Stated exercise: Pull out every line in the data below that contains the string "hair". Case matters.

Supplied entries:
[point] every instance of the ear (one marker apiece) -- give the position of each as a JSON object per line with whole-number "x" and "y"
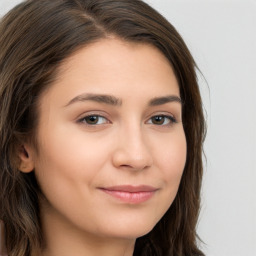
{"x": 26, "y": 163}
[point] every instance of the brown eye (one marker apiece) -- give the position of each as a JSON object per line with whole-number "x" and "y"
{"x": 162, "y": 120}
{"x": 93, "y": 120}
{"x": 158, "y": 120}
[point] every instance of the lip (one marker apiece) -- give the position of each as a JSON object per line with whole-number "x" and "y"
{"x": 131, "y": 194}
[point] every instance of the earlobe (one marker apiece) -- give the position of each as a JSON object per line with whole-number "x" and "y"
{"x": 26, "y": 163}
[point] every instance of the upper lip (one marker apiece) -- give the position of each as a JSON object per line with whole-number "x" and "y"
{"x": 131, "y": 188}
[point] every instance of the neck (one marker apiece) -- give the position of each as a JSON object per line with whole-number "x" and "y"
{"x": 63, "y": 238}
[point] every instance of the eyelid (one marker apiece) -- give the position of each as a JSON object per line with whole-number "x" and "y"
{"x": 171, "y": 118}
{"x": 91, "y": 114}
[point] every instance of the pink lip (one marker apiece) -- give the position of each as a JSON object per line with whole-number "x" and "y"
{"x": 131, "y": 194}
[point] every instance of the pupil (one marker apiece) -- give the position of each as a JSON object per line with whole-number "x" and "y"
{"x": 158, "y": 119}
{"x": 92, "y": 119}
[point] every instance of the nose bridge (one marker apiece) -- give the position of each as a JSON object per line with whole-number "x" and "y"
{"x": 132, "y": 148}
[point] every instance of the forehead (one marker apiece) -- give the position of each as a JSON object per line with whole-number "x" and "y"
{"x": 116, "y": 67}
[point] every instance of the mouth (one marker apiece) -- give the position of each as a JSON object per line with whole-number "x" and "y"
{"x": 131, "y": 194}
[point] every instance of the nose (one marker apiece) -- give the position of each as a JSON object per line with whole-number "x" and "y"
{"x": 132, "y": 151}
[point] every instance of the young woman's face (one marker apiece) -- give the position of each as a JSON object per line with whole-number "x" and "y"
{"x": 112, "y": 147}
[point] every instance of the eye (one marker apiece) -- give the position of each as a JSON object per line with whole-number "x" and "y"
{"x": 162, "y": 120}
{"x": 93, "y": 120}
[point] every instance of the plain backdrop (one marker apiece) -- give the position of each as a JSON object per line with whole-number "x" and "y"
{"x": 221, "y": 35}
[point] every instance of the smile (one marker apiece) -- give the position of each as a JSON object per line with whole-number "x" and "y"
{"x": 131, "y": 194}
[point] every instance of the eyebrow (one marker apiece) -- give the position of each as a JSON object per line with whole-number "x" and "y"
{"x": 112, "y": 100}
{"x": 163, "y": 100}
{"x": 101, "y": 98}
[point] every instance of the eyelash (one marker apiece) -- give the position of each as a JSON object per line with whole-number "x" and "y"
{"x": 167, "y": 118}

--

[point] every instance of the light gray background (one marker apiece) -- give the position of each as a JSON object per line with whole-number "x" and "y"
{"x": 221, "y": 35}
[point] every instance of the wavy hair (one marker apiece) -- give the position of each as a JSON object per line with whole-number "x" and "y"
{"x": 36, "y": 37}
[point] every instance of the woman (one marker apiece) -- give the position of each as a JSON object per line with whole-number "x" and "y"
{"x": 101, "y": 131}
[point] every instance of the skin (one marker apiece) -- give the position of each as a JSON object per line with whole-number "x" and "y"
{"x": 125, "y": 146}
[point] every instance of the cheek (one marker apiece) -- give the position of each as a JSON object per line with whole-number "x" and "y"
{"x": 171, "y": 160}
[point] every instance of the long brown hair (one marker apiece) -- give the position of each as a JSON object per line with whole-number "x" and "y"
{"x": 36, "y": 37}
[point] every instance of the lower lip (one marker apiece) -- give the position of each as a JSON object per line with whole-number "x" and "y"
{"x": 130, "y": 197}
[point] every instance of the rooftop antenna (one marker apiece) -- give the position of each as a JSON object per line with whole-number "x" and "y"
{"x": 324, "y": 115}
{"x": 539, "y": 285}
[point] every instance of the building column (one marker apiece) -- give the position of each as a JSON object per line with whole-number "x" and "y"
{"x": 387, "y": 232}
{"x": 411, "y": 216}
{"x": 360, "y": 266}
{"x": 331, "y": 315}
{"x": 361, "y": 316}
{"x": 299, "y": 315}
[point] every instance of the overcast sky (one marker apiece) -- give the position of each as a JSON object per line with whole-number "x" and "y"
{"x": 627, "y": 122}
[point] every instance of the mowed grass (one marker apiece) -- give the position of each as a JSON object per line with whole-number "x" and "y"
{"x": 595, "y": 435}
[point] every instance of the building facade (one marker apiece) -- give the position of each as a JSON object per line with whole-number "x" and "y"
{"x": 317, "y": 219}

--

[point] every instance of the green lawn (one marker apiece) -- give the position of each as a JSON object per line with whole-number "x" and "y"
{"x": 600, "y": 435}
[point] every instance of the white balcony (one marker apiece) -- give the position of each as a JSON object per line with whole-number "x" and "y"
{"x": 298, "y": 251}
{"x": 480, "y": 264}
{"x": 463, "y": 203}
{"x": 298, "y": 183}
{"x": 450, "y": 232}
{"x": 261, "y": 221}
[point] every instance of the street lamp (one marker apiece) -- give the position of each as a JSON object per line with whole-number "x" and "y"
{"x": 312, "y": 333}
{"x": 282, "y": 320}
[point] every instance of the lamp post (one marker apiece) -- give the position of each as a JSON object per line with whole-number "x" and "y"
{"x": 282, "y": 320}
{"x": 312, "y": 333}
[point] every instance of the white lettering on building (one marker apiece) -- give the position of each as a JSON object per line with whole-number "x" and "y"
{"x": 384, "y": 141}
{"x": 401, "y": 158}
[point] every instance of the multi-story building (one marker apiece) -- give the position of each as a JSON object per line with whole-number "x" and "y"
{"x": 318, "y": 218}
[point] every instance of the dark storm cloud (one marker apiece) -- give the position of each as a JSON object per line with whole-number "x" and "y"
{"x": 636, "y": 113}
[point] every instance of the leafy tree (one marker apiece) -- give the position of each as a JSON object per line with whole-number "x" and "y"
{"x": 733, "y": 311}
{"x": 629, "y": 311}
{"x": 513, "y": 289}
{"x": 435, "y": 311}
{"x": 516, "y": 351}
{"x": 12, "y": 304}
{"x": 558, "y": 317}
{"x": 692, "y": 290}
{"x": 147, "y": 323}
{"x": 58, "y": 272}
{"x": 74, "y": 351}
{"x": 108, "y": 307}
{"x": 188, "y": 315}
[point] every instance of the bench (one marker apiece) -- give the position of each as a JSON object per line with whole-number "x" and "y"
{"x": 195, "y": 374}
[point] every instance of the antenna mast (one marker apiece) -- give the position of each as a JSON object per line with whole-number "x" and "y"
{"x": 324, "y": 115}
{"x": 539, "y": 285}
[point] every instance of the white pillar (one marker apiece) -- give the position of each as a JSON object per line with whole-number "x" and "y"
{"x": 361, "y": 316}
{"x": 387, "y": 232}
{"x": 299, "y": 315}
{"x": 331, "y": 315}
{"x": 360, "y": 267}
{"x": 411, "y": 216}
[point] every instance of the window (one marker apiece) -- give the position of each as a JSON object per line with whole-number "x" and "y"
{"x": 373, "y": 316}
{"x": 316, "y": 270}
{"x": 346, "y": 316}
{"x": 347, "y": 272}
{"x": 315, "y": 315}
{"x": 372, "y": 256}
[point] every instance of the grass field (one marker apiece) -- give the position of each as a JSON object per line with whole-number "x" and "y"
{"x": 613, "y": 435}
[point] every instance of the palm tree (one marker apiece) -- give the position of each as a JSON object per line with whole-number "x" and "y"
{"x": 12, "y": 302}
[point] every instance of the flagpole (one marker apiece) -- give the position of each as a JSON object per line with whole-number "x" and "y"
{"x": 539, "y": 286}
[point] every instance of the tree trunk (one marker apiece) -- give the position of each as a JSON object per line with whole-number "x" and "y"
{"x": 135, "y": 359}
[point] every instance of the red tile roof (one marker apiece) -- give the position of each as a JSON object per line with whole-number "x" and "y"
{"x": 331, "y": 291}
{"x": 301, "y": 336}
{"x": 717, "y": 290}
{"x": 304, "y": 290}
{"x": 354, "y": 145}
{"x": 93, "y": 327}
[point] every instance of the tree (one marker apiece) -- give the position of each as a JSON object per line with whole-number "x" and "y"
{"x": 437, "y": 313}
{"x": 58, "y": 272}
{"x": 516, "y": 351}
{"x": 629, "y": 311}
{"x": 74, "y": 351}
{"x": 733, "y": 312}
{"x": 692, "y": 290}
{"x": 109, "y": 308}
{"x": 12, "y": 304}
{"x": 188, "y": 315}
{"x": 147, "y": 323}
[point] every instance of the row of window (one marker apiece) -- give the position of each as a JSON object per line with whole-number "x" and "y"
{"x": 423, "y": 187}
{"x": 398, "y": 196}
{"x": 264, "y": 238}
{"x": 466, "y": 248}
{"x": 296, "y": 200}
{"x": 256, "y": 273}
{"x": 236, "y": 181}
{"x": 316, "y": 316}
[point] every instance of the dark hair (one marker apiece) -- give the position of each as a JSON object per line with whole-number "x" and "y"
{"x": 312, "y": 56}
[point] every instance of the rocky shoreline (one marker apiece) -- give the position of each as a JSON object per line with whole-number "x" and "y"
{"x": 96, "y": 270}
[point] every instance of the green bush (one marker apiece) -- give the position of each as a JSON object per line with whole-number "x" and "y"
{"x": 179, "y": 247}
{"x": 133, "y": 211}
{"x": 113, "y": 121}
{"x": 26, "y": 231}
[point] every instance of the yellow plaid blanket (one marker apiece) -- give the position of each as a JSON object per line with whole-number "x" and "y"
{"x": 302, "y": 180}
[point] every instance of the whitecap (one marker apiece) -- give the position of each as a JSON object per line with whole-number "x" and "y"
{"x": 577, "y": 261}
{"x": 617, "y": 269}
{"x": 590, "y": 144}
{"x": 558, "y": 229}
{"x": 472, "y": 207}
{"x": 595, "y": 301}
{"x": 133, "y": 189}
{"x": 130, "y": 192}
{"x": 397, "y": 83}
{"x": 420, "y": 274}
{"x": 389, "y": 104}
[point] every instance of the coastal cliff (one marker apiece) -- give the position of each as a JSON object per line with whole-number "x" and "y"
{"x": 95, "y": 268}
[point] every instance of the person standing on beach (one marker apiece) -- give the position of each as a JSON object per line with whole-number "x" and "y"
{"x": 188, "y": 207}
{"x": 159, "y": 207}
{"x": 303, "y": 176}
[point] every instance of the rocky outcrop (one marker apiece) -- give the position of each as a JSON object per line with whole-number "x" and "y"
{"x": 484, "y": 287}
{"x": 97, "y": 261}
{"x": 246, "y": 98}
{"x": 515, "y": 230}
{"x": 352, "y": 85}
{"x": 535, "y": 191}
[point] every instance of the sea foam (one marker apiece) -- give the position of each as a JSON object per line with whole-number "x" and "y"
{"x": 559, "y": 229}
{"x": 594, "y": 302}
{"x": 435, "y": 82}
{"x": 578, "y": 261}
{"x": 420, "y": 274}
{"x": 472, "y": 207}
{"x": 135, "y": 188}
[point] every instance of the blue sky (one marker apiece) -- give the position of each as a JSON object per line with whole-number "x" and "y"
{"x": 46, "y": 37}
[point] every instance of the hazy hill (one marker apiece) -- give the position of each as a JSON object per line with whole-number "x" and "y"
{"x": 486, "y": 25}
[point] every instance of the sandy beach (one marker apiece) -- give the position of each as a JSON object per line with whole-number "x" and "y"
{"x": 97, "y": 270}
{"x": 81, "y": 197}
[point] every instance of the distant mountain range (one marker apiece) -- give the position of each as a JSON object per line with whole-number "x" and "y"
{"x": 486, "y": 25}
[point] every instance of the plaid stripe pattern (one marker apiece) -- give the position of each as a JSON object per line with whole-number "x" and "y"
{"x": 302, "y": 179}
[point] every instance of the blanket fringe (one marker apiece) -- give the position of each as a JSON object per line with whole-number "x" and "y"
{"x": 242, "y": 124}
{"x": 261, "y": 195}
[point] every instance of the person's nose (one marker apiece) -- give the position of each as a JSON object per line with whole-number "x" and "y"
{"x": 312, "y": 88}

Solution to this exercise:
[point] every instance of the wavy hair (one marker apiece) -- give the position of each as a JSON object per line with whole-number "x" and "y"
[point] every instance of the long brown hair (one marker apiece) -- give the position of each as a JSON object per line with whole-number "x" and "y"
[point] every instance of the dark hair (one marker apiece) -- give the position of each as a JSON object per line with whole-number "x" and "y"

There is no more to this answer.